New study analyzes how urban high school students got turned on to math

By Lisa Trei

A group of disadvantaged Bay Area high school students who learned mathematics by discussing open-ended problems in mixed-ability groups outperformed wealthier teenagers placed in tracked, traditional classes, according to a new School of Education study. Their performance on state-mandated tests, however, was less encouraging.

Jo Boaler, an associate professor of education, followed about 700 students in three Bay Area high schools from 1999 to 2004 as they studied mathematics from 9th through 12th grade. Boaler, a specialist in mathematics education, wanted to learn how different teaching methods affected student learning. The National Science Foundation supported the five-year project.

The results surprised Boaler. Students from a school called "Railside," a pseudonym for an urban school with a 77 percent Latino, African American and Asian/Pacific Islander population, entered freshman year achieving at significantly lower levels in mathematics than students at the other two Bay Area schools, according to the study's tests. These more affluent schools included "Hilltop," the pseudonym for a rural school with a half white, half Latino population, and "Greendale," a school in a coastal community with an almost all-white student body. Unlike Railside, where teachers had designed a reform-oriented program, students at Hilltop and Greendale were placed in tracked classes mostly using conventional teaching methods involving demonstration and individual practice, she said.

Within two years, Boaler said, Railside students were "significantly outperforming" the students at the other two schools in tests designed by the study. By junior year, 54 percent of Railside students said they enjoyed math "all or most of the time," compared to 29 percent of students at the other schools, she said. Furthermore, although white students at Railside performed at higher levels than Latinos at the start of freshman year, this disparity disappeared by the end of sophomore year.

The study found no gender differences in performance in any of the tests the students took at any level. Female students made up half of the advanced classes at Hilltop, 48 percent at Greendale and 59 percent at Railside. By 12th grade, 41 percent of all Railside students were taking calculus, Boaler said, compared with about 27 percent of seniors at the other two schools.

Keith Devlin, a consulting professor in mathematics, said the study's results do not surprise him. "Good teaching is not just about teaching the tools, but teaching students how to use the tools," he said. "Learning math is about developing our mental capacity to a point [that] when faced with a new problem involving mathematical thinking, we know how to go about solving it. You can't get away from drill, rote and practice, but then you have to develop the skills for using the tools well."

Boaler attributes Railside's success to reform-oriented instruction and teachers dedicated to promoting equity. "The more [teachers] opened up the ways of being mathematical, the more kids were able to contribute," she said. "Put simply, when there are many ways to be successful, many more students are successful."

Boaler noted the results include a caveat: Although Railside students performed well on the study's tests as well as end-of-year exams administered by the high school district, they fared relatively poorly on the state's standardized tests.

"Indeed, the performance of the Railside students on the state tests is closer to the schools decided by the state to be 'similar schools' in demographics than it is to the other more wealthy schools in our study," Boaler wrote in a paper delivered last July at the International Conference on Mathematical Education. "This phenomenon speaks more to the biased nature of the tests than it does to any inadequacy in the students' understanding, in my view."
- - -
### REQUIRED WORK
a. Name every school pseudonym used in the math study article.
b. Check each statement against the math study article and answer yes or no, quoting the words that settle it: (i) The study followed about 700 students from 1999 to 2004. (ii) Female students made up more than half of the advanced classes at Greendale. (iii) Railside students did well on the state's standardized tests.
c. Carry on writing the math study article from the point where it stops.

### DATASET
- - -
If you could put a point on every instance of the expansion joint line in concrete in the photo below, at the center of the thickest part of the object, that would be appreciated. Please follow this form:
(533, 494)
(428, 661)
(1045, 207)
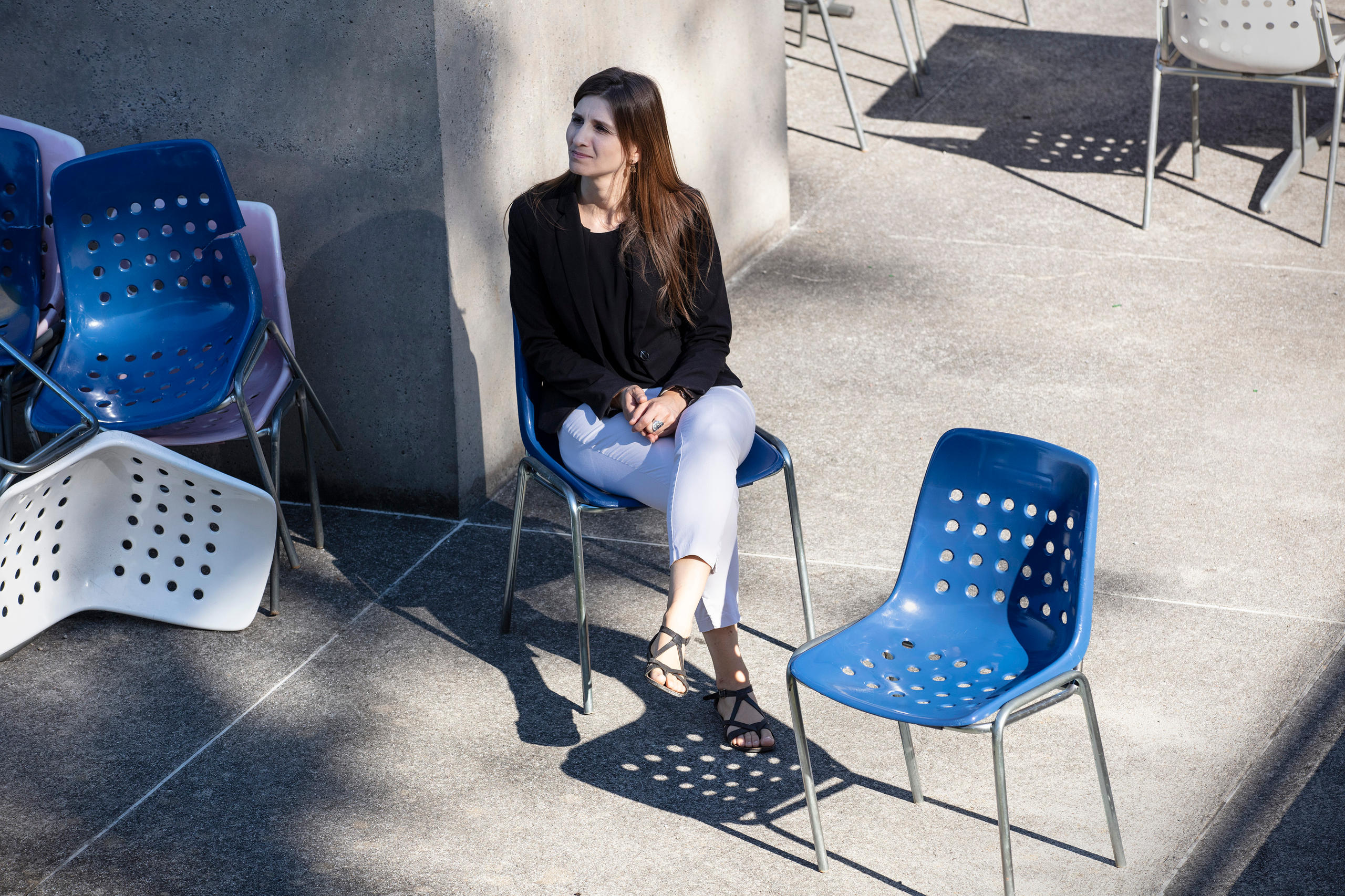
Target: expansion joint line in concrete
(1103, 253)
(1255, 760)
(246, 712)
- - -
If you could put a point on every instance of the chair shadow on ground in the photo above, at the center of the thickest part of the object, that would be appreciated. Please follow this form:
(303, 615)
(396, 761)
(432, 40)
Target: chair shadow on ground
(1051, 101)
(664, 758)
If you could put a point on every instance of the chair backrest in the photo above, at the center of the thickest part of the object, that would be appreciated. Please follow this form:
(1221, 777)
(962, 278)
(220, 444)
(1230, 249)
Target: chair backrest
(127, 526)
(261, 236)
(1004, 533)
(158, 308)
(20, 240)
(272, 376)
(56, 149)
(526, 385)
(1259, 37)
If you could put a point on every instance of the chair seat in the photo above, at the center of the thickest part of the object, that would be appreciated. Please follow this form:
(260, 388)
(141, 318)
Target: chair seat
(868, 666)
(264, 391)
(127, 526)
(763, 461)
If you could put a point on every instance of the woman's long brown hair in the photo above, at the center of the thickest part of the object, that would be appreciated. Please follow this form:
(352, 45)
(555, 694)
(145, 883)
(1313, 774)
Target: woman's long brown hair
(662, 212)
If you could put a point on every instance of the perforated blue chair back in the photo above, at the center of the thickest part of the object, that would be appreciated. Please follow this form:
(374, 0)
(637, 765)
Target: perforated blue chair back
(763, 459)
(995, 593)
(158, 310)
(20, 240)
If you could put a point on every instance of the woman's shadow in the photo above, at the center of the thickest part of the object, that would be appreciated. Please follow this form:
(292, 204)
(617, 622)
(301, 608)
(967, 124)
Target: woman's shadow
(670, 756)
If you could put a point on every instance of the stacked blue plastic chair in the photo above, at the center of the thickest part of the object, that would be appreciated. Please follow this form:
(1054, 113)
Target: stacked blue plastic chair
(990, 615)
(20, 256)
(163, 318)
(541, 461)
- - -
### OUTPUTS IN ORDER
a. Railside, Hilltop, Greendale

b.
(i) Yes: "followed about 700 students in three Bay Area high schools from 1999 to 2004"
(ii) No: "48 percent at Greendale"
(iii) No: "they fared relatively poorly on the state's standardized tests"

c.
Boaler argues that the state tests gauge English-language comprehension as much as mathematical competency. "The tests use complicated terminology, terms that kids have never heard of and, when you put them into schools like this one with [English] language learners and minority kids, they don't do well," she said. "For example, kids came out of these tests asking, 'What's a soufflé?'"

Brad Osgood, a professor of electrical engineering with a courtesy appointment in education, does not question Boaler's results. However, he added, if the study's findings do not match up with the state's, each party may have to find middle ground. "You need technical skills, there's no doubt about that," he said. "But no curriculum is a replacement for inspired teaching. If this helps teachers get excited, that's a good thing."

In Boaler's view, the greatest outcome is that Railside's teaching methods are leaving lasting results. Out of 105 seniors interviewed at the end of the study, all said they wanted to pursue mathematics courses in college—compared with 67 percent of the students who learned traditional math. In addition, 39 percent of Railside students said they planned a future in mathematics compared with just 5 percent of those from the other schools. "The mathematics teachers at Railside achieved something important that many other teachers could learn from—they gave students from disadvantaged backgrounds a great chance of success in life and taught them to love mathematics," she said. "That's very important because there is a critical shortage of people who are mathematically qualified."

How Railside succeeded

According to the study, Railside students succeeded for a variety of reasons:

  • Students of mixed abilities were placed in classes together. While Hilltop and Greendale split students into algebra, remedial algebra and geometry, Railside placed all incoming students into heterogeneous algebra classes.
  • The teachers used an approach designed at Stanford called "complex instruction," to ensure that group work succeeded while countering social and academic status differences. "What you [often] see in schools in California is a lot of group work that doesn't work well—one student does all the work and the others sit there," Boaler said. That did not happen at Railside.
  • The teachers created working environments where many dimensions of mathematical work were valued, allowing for several possible paths to a solution. Students were given several ways to contribute to solving problems. In addition to achieving high grades for correct answers, they were graded for asking good questions, rephrasing problems, explaining ideas, being logical, justifying methods and bringing different perspectives to a problem.
  • Railside uses block scheduling, developing 90-minute-long lessons for courses that last half a school year instead of a full academic year with hour-long classes. In most U.S. high schools, Boaler explained, math courses take one year, beginning with algebra, followed by geometry, advanced algebra and pre-calculus. If students fail at any point they are knocked out of that sequence and have to retake a course, which limits their options before graduating. In contrast, Railside students can take two mathematics classes a year if they want to.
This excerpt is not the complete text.